## What is expected
Copy word for word the part of the entries that opens with the line containing "Detect: person in yellow shirt" and closes with the line containing "[347,234,416,277]", keeping both of those lines.

[Box-labeled dataset entries]

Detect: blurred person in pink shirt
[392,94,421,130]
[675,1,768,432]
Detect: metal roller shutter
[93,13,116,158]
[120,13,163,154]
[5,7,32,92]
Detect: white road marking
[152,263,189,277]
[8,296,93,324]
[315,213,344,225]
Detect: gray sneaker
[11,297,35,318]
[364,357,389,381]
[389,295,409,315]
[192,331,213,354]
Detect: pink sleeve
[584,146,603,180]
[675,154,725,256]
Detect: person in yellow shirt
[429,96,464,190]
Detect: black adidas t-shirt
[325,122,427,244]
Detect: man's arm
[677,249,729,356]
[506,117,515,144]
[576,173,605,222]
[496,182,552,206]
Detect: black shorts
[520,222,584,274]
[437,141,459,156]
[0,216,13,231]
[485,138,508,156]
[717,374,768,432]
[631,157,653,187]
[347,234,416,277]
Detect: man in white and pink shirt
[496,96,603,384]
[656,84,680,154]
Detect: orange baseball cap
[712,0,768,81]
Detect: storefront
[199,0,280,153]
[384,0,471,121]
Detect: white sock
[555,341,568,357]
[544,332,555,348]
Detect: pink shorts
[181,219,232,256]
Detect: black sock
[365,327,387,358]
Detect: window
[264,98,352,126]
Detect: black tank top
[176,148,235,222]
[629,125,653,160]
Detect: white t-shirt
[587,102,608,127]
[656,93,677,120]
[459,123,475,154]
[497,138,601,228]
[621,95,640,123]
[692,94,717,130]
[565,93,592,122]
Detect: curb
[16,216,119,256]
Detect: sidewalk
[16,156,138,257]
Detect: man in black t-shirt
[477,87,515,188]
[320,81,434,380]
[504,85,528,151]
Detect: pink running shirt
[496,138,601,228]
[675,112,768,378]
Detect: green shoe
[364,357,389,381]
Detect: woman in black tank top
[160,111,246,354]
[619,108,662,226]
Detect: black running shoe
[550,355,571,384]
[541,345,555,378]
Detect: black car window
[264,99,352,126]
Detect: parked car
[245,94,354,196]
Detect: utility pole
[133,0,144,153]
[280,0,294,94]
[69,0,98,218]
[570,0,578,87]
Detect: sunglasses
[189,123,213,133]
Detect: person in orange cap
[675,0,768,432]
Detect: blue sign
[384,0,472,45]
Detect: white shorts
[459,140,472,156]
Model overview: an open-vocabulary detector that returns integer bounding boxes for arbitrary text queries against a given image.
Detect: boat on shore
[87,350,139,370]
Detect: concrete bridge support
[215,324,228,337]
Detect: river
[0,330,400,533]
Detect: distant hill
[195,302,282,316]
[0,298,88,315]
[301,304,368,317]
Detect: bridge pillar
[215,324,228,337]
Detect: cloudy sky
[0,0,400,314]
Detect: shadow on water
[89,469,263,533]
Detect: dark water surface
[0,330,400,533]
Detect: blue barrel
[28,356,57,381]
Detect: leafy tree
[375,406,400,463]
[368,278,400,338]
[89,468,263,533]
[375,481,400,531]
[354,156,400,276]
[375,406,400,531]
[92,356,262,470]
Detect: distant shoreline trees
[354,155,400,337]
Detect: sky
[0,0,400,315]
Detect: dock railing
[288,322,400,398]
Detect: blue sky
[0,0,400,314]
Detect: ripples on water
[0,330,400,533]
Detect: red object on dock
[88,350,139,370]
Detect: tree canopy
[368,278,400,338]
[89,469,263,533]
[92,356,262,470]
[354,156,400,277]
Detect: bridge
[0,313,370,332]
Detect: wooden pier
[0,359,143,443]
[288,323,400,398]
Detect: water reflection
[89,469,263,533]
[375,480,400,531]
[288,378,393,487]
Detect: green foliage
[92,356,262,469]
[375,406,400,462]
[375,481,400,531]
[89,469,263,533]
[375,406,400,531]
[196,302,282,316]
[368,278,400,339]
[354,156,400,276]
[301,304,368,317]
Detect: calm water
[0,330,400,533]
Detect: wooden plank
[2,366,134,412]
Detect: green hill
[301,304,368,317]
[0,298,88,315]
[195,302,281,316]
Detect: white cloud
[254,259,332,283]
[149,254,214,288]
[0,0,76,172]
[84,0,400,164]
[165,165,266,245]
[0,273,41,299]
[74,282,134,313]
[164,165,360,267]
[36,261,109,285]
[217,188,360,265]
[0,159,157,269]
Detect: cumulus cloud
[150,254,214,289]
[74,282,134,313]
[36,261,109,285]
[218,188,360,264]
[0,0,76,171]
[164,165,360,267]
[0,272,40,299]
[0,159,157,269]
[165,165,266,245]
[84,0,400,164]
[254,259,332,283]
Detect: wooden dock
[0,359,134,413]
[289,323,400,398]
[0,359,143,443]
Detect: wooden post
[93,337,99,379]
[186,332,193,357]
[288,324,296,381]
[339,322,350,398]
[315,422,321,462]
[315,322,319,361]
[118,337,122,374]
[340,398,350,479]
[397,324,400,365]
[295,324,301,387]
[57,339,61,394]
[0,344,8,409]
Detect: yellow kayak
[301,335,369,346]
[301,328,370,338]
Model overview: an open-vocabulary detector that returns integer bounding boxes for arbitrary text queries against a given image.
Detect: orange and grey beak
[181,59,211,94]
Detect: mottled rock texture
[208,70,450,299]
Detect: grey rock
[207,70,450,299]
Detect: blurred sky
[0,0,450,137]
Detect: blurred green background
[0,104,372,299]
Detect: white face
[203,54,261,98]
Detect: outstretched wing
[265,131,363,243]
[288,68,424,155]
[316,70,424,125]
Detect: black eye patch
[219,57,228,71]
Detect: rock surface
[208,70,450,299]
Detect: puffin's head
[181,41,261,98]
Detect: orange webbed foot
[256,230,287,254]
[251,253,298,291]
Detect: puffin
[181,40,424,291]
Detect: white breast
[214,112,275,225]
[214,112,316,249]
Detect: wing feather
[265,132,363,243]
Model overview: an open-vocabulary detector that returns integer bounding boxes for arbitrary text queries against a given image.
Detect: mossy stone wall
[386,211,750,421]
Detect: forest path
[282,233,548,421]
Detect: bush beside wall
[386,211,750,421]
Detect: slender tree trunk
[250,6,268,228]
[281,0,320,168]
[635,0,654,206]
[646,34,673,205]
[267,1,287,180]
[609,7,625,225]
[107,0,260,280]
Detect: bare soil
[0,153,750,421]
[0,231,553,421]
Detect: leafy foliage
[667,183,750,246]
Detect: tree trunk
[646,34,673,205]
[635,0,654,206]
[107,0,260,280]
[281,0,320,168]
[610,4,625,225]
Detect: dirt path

## Final answer
Detect: person in yellow shirt
[429,96,464,190]
Detect: black adidas t-shirt
[325,122,427,244]
Detect: man's arm
[677,249,729,356]
[506,117,515,144]
[576,173,605,222]
[496,182,552,206]
Detect: black shorts
[520,222,584,274]
[437,141,459,156]
[0,216,13,231]
[485,138,508,156]
[717,374,768,432]
[631,157,653,187]
[347,234,416,277]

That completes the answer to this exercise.